BEGIN SUPPLIED MATERIAL
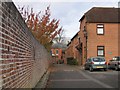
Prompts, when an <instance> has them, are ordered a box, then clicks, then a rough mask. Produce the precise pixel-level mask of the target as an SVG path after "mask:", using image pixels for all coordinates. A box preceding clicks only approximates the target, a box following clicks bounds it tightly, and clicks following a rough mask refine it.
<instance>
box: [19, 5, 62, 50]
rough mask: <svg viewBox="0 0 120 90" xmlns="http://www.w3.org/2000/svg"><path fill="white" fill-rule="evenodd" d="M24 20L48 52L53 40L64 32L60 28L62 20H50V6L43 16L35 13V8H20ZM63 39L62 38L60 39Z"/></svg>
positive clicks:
END SUPPLIED MATERIAL
**ABOUT THIS EXERCISE**
When you set down the records above, copy every line exactly and exclude the pictures.

**TASK OUTPUT**
Prompts, when an <instance> has them, are ordered a box, then clicks, then a rough mask. Produce the precise pixel-level mask of the target as an SVG path after "mask:", using image pixels for all coordinates. A box preceding clicks only approximates the target, a box following clicks bounds it tightly, and clicks following a rough mask refine it.
<instance>
box: [19, 5, 62, 50]
rough mask: <svg viewBox="0 0 120 90" xmlns="http://www.w3.org/2000/svg"><path fill="white" fill-rule="evenodd" d="M24 20L48 52L53 40L64 32L60 28L62 20H50V6L43 16L35 13V8H20ZM63 39L62 38L60 39Z"/></svg>
positive clicks:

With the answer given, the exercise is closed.